— BEGIN Text to read —

Signing Cassel: I think this is very good thing. We have a back up QB. yes he is not great but he is ok.

Not Signing Wallace: I think this was good move. He wanted way too much. Let put it this way...... Brandon marshall is set to get 9.1 Million this year. marshall had 54 more reception, 700+ more yards and 3 more TD's. Miami Over paid!!!

Jennings??? : Well I think they should sign him if he is not costing too much. 1. It will be an F-U to the Packers. Hopefully he can have a good year. 2. It will give us a viable #1 WR.....Kind of.

Resigning of Simpson and Loadholt: Both are good deals. Loadholt is a monster and even though he has many stupid penalties. We did have a leading rusher and he was apart of that line. We need him (and the rest of the line) to stick around. Simpson......he was plagued by injury and suspension. Another year in the system and hopefully healthy and head on straight could help. he is a #2 WR at best but could help.

Any other thoughts as all this plays out???


----------



## Longshot (Feb 9, 2004)

I'd comment, but it's hockey season!


----------



## KEN W (Feb 22, 2002)

I like it.Got rid of a malcontent and picked up a quality receiver and 3 draft picks including a number 1.Now if they can just draft right.Plus a decent backup QB.


----------



## blhunter3 (May 5, 2007)

I love the Wes Welker pickup by my Broncos.


----------



## liljoe (Jan 25, 2008)

blhunter3 said:


> I love the Wes Welker pickup by my Broncos.

— END Text to read —
— BEGIN Information supplied —

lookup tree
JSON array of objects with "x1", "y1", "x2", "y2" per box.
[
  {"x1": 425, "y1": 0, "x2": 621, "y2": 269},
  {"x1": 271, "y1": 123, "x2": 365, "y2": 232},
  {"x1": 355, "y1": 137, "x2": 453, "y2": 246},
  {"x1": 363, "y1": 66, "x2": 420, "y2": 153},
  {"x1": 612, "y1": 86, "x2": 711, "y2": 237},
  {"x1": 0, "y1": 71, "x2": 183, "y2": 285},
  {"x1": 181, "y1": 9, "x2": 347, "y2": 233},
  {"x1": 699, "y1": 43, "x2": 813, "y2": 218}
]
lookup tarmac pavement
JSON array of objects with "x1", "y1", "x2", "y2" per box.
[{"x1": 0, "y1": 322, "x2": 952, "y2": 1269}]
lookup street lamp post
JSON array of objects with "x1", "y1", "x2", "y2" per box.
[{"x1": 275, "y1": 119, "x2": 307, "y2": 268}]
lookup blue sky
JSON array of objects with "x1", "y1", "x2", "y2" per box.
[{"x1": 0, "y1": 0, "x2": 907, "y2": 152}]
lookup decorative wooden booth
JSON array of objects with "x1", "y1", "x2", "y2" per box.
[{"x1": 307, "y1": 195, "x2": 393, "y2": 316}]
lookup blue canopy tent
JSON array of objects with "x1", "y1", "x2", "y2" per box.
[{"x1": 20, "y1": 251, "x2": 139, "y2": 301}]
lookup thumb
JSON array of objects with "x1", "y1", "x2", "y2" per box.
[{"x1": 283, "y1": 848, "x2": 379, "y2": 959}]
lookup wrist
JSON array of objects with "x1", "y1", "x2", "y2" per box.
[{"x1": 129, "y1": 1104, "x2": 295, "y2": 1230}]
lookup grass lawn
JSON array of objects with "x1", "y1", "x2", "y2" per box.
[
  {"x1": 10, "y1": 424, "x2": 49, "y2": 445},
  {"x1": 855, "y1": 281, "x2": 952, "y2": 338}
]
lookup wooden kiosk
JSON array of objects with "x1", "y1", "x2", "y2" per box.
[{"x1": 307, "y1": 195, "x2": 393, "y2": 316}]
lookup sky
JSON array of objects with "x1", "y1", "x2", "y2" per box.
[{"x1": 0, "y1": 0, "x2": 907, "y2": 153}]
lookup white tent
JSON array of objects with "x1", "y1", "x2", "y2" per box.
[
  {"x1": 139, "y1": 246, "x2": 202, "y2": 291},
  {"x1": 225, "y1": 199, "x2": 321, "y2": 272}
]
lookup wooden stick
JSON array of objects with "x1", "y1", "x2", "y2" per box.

— END Information supplied —

▶ _Task to complete_: In the forum thread, copy the passage starting at "I like it.Got" and ending at "(May 5, 2007)", swapping "malcontent" for "troublemaker".

▶ _Full response_:
I like it.Got rid of a troublemaker and picked up a quality receiver and 3 draft picks including a number 1.Now if they can just draft right.Plus a decent backup QB.


----------



## blhunter3 (May 5, 2007)